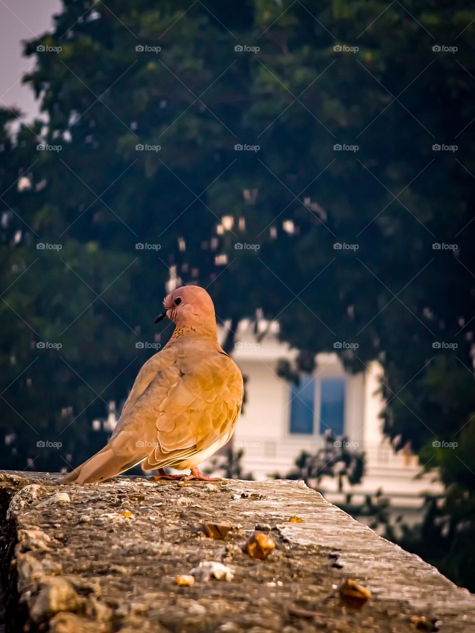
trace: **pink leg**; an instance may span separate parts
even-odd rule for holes
[[[195,466],[194,468],[191,468],[191,473],[189,475],[187,475],[186,477],[183,480],[184,481],[189,481],[190,479],[196,479],[198,481],[220,481],[221,477],[208,477],[207,475],[203,475],[201,472],[200,468]]]
[[[152,481],[160,481],[162,479],[168,479],[172,481],[182,481],[186,476],[184,475],[167,475],[165,472],[165,468],[157,468],[158,475],[154,475],[151,477]]]

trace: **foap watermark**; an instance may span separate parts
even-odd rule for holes
[[[136,244],[137,251],[160,251],[161,244],[149,244],[148,242],[137,242]]]
[[[50,46],[49,44],[39,44],[36,47],[37,53],[61,53],[62,46]]]
[[[248,46],[247,44],[238,44],[234,46],[236,53],[258,53],[260,51],[259,46]]]
[[[159,152],[161,149],[161,145],[150,145],[149,143],[137,143],[136,145],[137,152]]]
[[[333,146],[333,150],[336,152],[357,152],[360,149],[359,145],[346,145],[346,143],[335,143]]]
[[[49,143],[38,143],[36,151],[38,152],[60,152],[62,145],[50,145]]]
[[[432,47],[434,53],[457,53],[458,46],[446,46],[445,44],[434,44]]]
[[[136,343],[137,349],[161,349],[161,343],[151,343],[148,341],[139,341]]]
[[[348,46],[346,44],[336,44],[333,47],[335,53],[358,53],[360,50],[359,46]]]
[[[235,251],[258,251],[260,244],[248,244],[247,242],[236,242],[234,244]]]
[[[39,341],[36,344],[38,349],[61,349],[62,343],[51,343],[49,341]]]
[[[433,251],[458,251],[459,244],[434,242],[432,245],[432,249]]]
[[[346,341],[336,341],[333,344],[334,349],[357,349],[359,343],[348,343]]]
[[[445,341],[434,341],[432,344],[433,349],[457,349],[458,343],[446,343]]]
[[[160,53],[162,46],[151,46],[148,44],[137,44],[136,46],[136,51],[137,53]]]
[[[234,343],[236,349],[258,349],[260,347],[259,343],[250,343],[245,341],[238,341]]]
[[[335,242],[333,244],[334,251],[357,251],[359,248],[358,244],[346,244],[346,242]]]
[[[61,448],[62,442],[51,442],[49,439],[39,439],[36,442],[37,448]]]
[[[49,242],[39,242],[36,245],[37,251],[60,251],[62,244],[50,244]]]
[[[456,152],[459,149],[458,145],[446,145],[445,143],[434,143],[432,146],[432,150],[434,152]]]
[[[335,448],[358,448],[360,446],[359,442],[347,442],[346,439],[336,440],[333,442]]]
[[[260,149],[260,145],[243,145],[241,143],[236,143],[234,146],[234,151],[236,152],[258,152]]]

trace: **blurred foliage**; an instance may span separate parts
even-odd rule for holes
[[[307,370],[336,342],[358,345],[338,350],[351,371],[381,363],[386,432],[447,486],[431,560],[467,584],[474,18],[466,0],[63,0],[25,45],[48,122],[12,134],[0,114],[3,465],[91,452],[91,420],[149,355],[136,344],[170,334],[153,321],[171,267],[220,319],[278,319]]]
[[[361,481],[364,472],[364,453],[349,448],[346,437],[337,440],[327,433],[324,446],[314,454],[302,451],[295,460],[295,467],[286,475],[286,479],[302,479],[307,486],[318,487],[322,477],[336,477],[338,490],[341,492],[345,482],[353,485]],[[274,477],[280,479],[279,475]]]

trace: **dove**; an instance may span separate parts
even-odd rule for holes
[[[204,288],[177,288],[163,301],[175,324],[163,349],[142,367],[107,444],[61,480],[103,481],[138,464],[155,479],[210,480],[198,467],[229,441],[241,411],[241,372],[222,349],[215,309]],[[189,468],[188,475],[163,468]]]

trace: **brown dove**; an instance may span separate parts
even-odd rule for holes
[[[163,301],[176,324],[163,349],[136,379],[107,444],[66,475],[62,484],[103,481],[142,464],[144,470],[191,469],[187,479],[208,480],[198,465],[232,435],[243,403],[243,377],[217,339],[211,297],[196,285],[178,288]]]

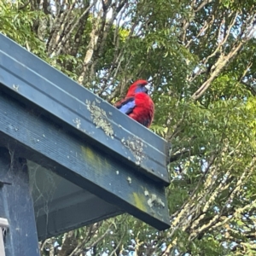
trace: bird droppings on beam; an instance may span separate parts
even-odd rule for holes
[[[97,99],[96,99],[96,102],[98,104],[101,103],[101,101]],[[85,101],[87,109],[90,112],[92,122],[96,125],[96,128],[102,128],[107,136],[113,139],[113,130],[110,122],[108,122],[106,111],[96,106],[96,102],[92,102],[91,103],[90,101]]]
[[[132,193],[132,199],[134,201],[134,204],[137,208],[139,208],[141,211],[146,212],[146,201],[143,195],[138,195],[136,192]]]
[[[141,165],[143,160],[145,158],[143,154],[143,142],[139,137],[134,136],[133,138],[128,137],[127,140],[122,138],[121,143],[125,148],[129,148],[135,157],[135,164],[137,166]]]

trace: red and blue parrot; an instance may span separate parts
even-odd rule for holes
[[[149,127],[154,118],[154,106],[148,95],[150,87],[146,80],[133,83],[125,97],[115,103],[115,107],[122,113],[146,127]]]

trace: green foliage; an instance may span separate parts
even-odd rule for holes
[[[73,255],[254,255],[253,1],[103,2],[0,2],[1,32],[110,102],[150,79],[151,129],[172,145],[172,228],[119,216],[75,230]]]

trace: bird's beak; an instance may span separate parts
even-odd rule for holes
[[[147,85],[145,85],[145,88],[147,89],[148,91],[150,91],[150,87],[151,86],[148,84]]]

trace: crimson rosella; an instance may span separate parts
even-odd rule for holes
[[[115,103],[115,107],[143,125],[149,127],[154,118],[154,102],[148,91],[150,87],[146,80],[133,83],[125,99]]]

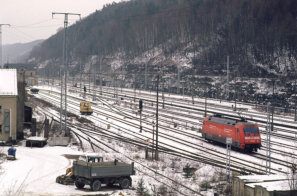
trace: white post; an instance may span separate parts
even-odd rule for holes
[[[10,109],[10,137],[12,137],[11,133],[11,109]]]

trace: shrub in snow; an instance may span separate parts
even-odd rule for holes
[[[136,193],[139,195],[143,196],[149,196],[150,194],[148,193],[148,190],[146,187],[144,186],[143,184],[143,180],[142,178],[140,179],[140,181],[137,183],[138,186],[136,187]]]
[[[183,175],[187,178],[191,177],[193,175],[192,170],[191,169],[190,167],[190,165],[189,165],[189,164],[187,163],[186,166],[185,166],[185,167],[184,167],[183,169],[183,172],[185,173],[183,174]]]

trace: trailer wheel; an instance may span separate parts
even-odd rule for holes
[[[123,189],[127,189],[129,188],[130,185],[130,181],[127,178],[125,178],[122,181],[121,187]]]
[[[75,183],[75,186],[79,189],[82,189],[84,188],[84,187],[85,186],[85,185],[86,184],[84,183],[80,182]]]
[[[91,189],[93,191],[99,191],[101,189],[101,183],[99,180],[94,180],[90,185]]]

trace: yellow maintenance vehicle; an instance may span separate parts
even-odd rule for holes
[[[93,191],[99,191],[102,184],[118,184],[123,189],[132,186],[130,176],[135,174],[134,163],[119,162],[117,159],[113,161],[95,162],[96,159],[101,159],[103,161],[102,156],[88,156],[87,162],[74,161],[73,166],[67,169],[66,174],[57,178],[56,182],[65,185],[75,184],[79,189],[89,185]]]
[[[81,102],[80,109],[81,114],[89,115],[93,113],[93,109],[91,108],[91,103],[89,101]]]

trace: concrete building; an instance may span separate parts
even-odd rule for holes
[[[290,195],[286,176],[278,174],[234,176],[233,196]]]
[[[37,65],[36,64],[6,63],[4,66],[7,68],[16,69],[18,74],[27,85],[37,85],[38,78],[36,76]]]
[[[24,138],[25,83],[16,69],[0,69],[0,140],[13,142]]]

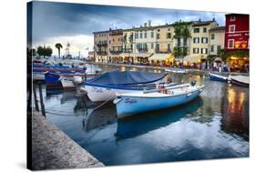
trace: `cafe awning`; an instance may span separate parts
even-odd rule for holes
[[[221,62],[222,60],[221,60],[221,58],[220,57],[217,57],[217,58],[215,58],[215,62]]]
[[[202,57],[200,56],[187,56],[184,57],[183,61],[185,62],[192,62],[196,63],[199,62]]]
[[[120,56],[149,57],[151,53],[121,53]]]
[[[159,60],[159,61],[164,61],[164,60],[172,60],[174,56],[171,54],[154,54],[152,56],[148,58],[148,60]]]

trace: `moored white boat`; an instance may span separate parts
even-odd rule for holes
[[[230,76],[231,83],[238,86],[249,86],[250,78],[247,76]]]
[[[176,69],[174,69],[174,68],[169,68],[169,69],[166,68],[165,71],[166,72],[178,73],[178,74],[186,74],[186,73],[188,73],[188,70],[186,70],[186,69],[179,69],[179,68],[176,68]]]
[[[117,94],[118,117],[125,117],[142,112],[162,109],[189,102],[200,96],[204,86],[178,85],[164,89]]]
[[[148,84],[162,79],[166,74],[146,73],[137,71],[112,71],[103,74],[85,83],[81,89],[87,93],[92,102],[114,100],[116,93],[129,93],[148,89]]]
[[[218,74],[209,73],[209,77],[212,81],[228,82],[228,77]]]

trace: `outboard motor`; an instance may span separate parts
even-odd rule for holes
[[[197,81],[193,80],[193,81],[190,82],[190,85],[191,85],[192,86],[196,86],[196,83],[197,83]]]

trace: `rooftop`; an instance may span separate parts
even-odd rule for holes
[[[200,26],[200,25],[208,25],[213,22],[216,22],[215,19],[210,20],[210,21],[194,21],[192,26]]]
[[[225,30],[225,26],[218,26],[212,29],[210,29],[209,31],[220,31],[220,30]]]

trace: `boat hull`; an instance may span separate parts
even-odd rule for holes
[[[243,82],[241,82],[241,81],[236,80],[236,79],[231,79],[231,83],[234,84],[234,85],[237,85],[237,86],[241,86],[249,87],[249,84],[248,83],[243,83]]]
[[[212,81],[228,82],[228,77],[223,76],[219,76],[216,74],[209,73],[209,77]]]
[[[103,102],[103,101],[110,101],[116,98],[116,93],[123,94],[123,93],[130,93],[135,91],[139,91],[141,89],[124,89],[124,88],[117,88],[110,86],[87,86],[82,88],[85,89],[87,93],[88,98],[92,102]]]
[[[176,106],[188,103],[200,96],[202,88],[181,95],[173,95],[165,97],[143,97],[120,96],[117,103],[118,118],[130,116],[147,111],[153,111]]]
[[[36,81],[44,81],[45,80],[45,74],[43,72],[33,73],[32,78],[33,78],[33,80],[36,80]]]

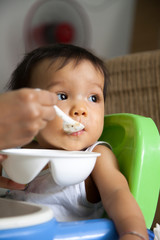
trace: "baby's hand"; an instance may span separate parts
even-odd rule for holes
[[[0,163],[3,162],[7,158],[7,155],[0,154]],[[13,182],[12,180],[0,176],[0,188],[6,188],[6,189],[14,189],[14,190],[23,190],[25,189],[25,184],[19,184],[16,182]]]

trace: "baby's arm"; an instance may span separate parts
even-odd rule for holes
[[[125,177],[118,169],[117,159],[112,151],[98,145],[94,149],[100,152],[92,178],[99,190],[103,206],[108,216],[114,221],[121,240],[140,240],[138,233],[148,240],[144,217],[132,196]]]

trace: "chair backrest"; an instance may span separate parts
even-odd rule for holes
[[[115,57],[106,65],[110,85],[105,113],[150,117],[160,132],[160,50]]]
[[[111,144],[150,228],[160,189],[160,136],[154,121],[135,114],[106,115],[100,140]]]

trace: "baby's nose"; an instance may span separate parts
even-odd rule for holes
[[[73,117],[75,116],[84,116],[86,117],[87,116],[87,109],[85,107],[73,107],[72,110],[71,110],[71,115]]]

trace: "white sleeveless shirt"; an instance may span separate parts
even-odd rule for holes
[[[86,151],[92,151],[97,145],[110,145],[98,141]],[[57,185],[49,171],[42,171],[24,191],[11,190],[7,198],[44,204],[52,208],[57,221],[79,221],[101,218],[104,213],[102,202],[90,203],[86,198],[85,181],[62,187]]]

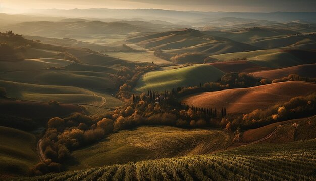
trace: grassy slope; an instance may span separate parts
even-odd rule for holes
[[[214,55],[212,57],[219,61],[245,58],[259,66],[273,68],[290,67],[302,63],[301,60],[292,54],[277,49],[232,53]]]
[[[0,114],[23,118],[51,118],[82,112],[79,106],[69,104],[51,105],[46,103],[0,99]]]
[[[259,48],[254,46],[229,40],[214,40],[189,47],[166,50],[164,52],[173,55],[195,52],[211,55],[258,49]]]
[[[0,175],[25,175],[39,160],[32,134],[0,126]]]
[[[177,87],[195,86],[200,83],[214,81],[225,74],[208,64],[148,72],[138,81],[136,91],[171,90]]]
[[[85,71],[55,70],[20,71],[0,75],[3,80],[47,85],[72,86],[94,89],[113,89],[110,74]]]
[[[247,60],[214,62],[210,63],[210,65],[225,73],[249,73],[270,69]]]
[[[141,161],[21,179],[314,180],[315,145],[315,139],[261,143],[212,155]]]
[[[66,103],[83,103],[100,106],[101,97],[106,98],[104,107],[121,105],[121,102],[110,95],[68,86],[41,85],[0,80],[0,86],[7,90],[8,96],[47,102],[53,100]]]
[[[72,154],[79,165],[71,169],[192,155],[226,149],[230,138],[218,130],[144,126],[121,131]]]
[[[141,35],[128,38],[127,40],[153,49],[177,49],[210,42],[209,40],[192,35],[189,30],[184,30]],[[199,34],[199,36],[203,35],[205,35]]]
[[[279,69],[260,71],[251,74],[255,77],[264,77],[271,80],[287,77],[290,74],[296,74],[301,77],[316,77],[314,70],[316,64],[300,65]]]
[[[133,62],[151,63],[156,64],[171,64],[172,63],[162,59],[153,55],[153,51],[147,50],[142,52],[107,52],[109,56],[123,60]]]
[[[206,92],[189,96],[182,101],[200,107],[226,107],[227,112],[249,113],[316,90],[316,84],[301,81],[273,83],[257,87]]]
[[[39,70],[49,67],[61,67],[72,63],[72,61],[58,59],[29,59],[19,62],[0,61],[0,72],[24,70]]]
[[[316,116],[277,122],[243,134],[243,142],[256,140],[268,142],[284,143],[316,138]]]

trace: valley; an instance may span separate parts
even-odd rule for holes
[[[315,179],[314,12],[43,10],[0,8],[1,180]]]

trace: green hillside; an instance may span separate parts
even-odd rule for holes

· · ·

TO BE DONE:
Rewrite the stretch of the data from the line containing "trace: red and" through the line containing "[[[10,109],[10,137],[12,137],[11,133],[11,109]]]", replacing "foliage" with "leaves" and keeping everything else unchanged. Omit the pictures from your answer.

COMPLETE ANSWER:
trace: red and blue parrot; an instance may span separate parts
even-odd rule for holes
[[[149,127],[154,118],[154,106],[148,95],[150,87],[146,80],[133,83],[125,97],[115,103],[115,107],[122,113],[146,127]]]

trace: green leaves; an instance may span separate parts
even-odd rule for holes
[[[73,255],[254,255],[253,1],[103,2],[0,2],[1,32],[110,102],[150,79],[151,129],[172,145],[172,228],[119,216],[75,230]]]

trace: bird's beak; an instance may span separate parts
even-odd rule for holes
[[[147,85],[145,85],[145,88],[147,89],[148,91],[150,91],[150,87],[151,86],[148,84]]]

trace: crimson rosella; an instance may span separate parts
even-odd rule for holes
[[[115,103],[115,107],[143,125],[149,127],[154,118],[154,102],[148,91],[150,87],[146,80],[133,83],[125,99]]]

trace: white post; an instance may span separate parts
even-odd rule for holes
[[[10,109],[10,137],[12,137],[11,133],[11,109]]]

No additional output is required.